* AIM *
How many lines in the listing below contain the string "segment"? Reply with the number alone.

··· TASK DATA

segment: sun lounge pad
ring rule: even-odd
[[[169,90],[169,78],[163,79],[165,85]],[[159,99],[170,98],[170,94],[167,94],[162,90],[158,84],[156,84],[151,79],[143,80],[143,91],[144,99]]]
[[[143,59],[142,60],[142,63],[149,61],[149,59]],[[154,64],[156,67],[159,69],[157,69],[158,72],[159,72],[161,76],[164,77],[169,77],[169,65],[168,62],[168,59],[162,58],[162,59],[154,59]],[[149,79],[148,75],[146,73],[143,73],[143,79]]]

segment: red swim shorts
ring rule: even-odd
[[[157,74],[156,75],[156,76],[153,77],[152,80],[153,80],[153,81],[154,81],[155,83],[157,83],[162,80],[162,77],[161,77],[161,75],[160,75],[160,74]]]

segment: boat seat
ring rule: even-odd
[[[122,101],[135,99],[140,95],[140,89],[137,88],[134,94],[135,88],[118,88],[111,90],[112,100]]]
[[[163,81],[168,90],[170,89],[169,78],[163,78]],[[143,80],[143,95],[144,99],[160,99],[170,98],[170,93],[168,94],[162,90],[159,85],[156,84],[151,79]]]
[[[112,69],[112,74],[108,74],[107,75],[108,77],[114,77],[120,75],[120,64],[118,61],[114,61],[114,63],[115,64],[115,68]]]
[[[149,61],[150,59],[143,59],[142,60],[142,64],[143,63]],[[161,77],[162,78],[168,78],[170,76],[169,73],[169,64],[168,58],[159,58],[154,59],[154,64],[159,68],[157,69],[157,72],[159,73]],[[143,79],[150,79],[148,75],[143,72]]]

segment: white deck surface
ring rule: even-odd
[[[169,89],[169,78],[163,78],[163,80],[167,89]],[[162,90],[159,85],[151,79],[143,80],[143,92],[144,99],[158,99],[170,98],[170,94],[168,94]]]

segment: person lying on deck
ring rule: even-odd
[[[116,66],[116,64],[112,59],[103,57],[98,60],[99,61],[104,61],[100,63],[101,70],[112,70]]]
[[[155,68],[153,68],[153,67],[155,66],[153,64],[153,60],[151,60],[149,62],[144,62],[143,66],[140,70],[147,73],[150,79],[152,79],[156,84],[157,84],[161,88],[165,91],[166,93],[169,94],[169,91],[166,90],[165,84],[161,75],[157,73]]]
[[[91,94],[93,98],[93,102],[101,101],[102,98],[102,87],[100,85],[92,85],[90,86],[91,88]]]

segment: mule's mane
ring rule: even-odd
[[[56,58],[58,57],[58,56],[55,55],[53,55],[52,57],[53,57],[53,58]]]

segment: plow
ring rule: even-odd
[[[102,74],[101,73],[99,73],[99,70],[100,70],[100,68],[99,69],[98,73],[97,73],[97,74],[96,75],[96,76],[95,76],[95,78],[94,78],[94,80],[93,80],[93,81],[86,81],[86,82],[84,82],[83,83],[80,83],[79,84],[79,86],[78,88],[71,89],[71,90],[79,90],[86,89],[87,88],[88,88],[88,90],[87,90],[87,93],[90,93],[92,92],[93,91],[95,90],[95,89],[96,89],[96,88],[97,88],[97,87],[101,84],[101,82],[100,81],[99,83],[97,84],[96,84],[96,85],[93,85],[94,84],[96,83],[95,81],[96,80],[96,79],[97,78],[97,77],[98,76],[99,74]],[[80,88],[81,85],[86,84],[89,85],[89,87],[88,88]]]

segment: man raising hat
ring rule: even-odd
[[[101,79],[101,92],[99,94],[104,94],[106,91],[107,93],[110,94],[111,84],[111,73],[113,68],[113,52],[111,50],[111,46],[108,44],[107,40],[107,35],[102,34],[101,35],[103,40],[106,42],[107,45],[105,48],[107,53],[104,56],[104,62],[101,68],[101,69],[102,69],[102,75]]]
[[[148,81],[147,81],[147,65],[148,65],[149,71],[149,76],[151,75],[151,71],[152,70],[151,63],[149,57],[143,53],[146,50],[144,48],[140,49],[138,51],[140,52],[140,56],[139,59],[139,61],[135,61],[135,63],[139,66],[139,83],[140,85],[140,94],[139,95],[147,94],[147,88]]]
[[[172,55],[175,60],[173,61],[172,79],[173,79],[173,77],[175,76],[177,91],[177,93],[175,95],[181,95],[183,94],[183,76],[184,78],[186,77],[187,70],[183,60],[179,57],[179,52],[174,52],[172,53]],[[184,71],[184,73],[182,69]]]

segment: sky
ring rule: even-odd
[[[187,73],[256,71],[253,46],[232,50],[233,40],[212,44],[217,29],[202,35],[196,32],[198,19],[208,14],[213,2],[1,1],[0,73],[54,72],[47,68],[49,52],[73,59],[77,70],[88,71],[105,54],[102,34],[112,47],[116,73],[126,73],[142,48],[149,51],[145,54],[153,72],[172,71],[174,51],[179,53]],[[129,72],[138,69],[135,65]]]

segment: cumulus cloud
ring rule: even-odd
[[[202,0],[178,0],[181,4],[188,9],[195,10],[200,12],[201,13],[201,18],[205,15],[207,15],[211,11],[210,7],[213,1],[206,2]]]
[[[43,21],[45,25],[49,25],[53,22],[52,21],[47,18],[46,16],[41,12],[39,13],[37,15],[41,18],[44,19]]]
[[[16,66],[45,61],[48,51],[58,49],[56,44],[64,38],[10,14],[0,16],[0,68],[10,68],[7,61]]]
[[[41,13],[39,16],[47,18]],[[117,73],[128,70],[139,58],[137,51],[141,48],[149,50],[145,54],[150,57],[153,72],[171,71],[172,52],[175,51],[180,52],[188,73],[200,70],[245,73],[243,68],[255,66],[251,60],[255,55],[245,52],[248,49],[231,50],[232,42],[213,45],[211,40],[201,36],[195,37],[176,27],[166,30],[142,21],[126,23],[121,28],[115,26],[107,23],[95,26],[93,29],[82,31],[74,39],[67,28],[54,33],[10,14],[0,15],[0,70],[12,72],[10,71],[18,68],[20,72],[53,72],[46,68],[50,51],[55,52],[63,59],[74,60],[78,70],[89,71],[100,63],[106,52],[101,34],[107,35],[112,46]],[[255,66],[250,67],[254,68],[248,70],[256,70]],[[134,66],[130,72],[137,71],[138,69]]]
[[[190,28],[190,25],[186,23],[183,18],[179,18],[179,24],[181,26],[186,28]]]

······

* ANSWER TO THE PROBLEM *
10